CONSIGNE 1:
Réécrivez en liste JSON de chaînes, à raison d'une chaîne par ligne et sans les lignes vides, la partie du listing qui part de la ligne contenant « Would you mind annotating the baby's » (celle-ci comprise) et se poursuit jusqu'à la fin de ce listing.

-*-*-

Le prix maximum de l’hectare de terre, sous Henri III, est de 1,200 francs, le minimum est de 5 francs. Mais les prix du XVIe siècle ne sont pas le signe de la valeur agricole des fonds, de leur fertilité respective. Il existe alors un élément prépondérant de plus ou de moins-value, presque dans chaque province, depuis 1560, où le royaume est en proie aux guerres de religion : c’est la sécurité relative de l’exploitation. Et cet élément, pour qui connaît, dans le détail, les désastres dont ces luttes prolongées furent la cause, suffit amplement à expliquer les caprices apparens des prix.

-*-*-

CONSIGNE 2:
Recopiez sans rien changer le passage de l'extrait sur le prix des terres qui commence à « Le prix maximum » et se poursuit jusqu'à « apparens des prix. » inclus.

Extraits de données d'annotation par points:
-*-*-

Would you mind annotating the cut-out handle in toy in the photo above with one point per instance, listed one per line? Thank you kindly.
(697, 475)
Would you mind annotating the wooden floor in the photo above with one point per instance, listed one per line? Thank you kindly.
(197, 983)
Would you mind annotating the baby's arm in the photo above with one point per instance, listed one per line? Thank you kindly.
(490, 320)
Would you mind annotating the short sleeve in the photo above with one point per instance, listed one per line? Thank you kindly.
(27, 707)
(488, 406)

-*-*-

CORRIGÉ 1:
[
  "Would you mind annotating the baby's arm in the photo above with one point per instance, listed one per line? Thank you kindly.",
  "(490, 320)",
  "Would you mind annotating the short sleeve in the photo above with one point per instance, listed one per line? Thank you kindly.",
  "(27, 707)",
  "(488, 406)"
]

CORRIGÉ 2:
Le prix maximum de l’hectare de terre, sous Henri III, est de 1,200 francs, le minimum est de 5 francs. Mais les prix du XVIe siècle ne sont pas le signe de la valeur agricole des fonds, de leur fertilité respective. Il existe alors un élément prépondérant de plus ou de moins-value, presque dans chaque province, depuis 1560, où le royaume est en proie aux guerres de religion : c’est la sécurité relative de l’exploitation. Et cet élément, pour qui connaît, dans le détail, les désastres dont ces luttes prolongées furent la cause, suffit amplement à expliquer les caprices apparens des prix.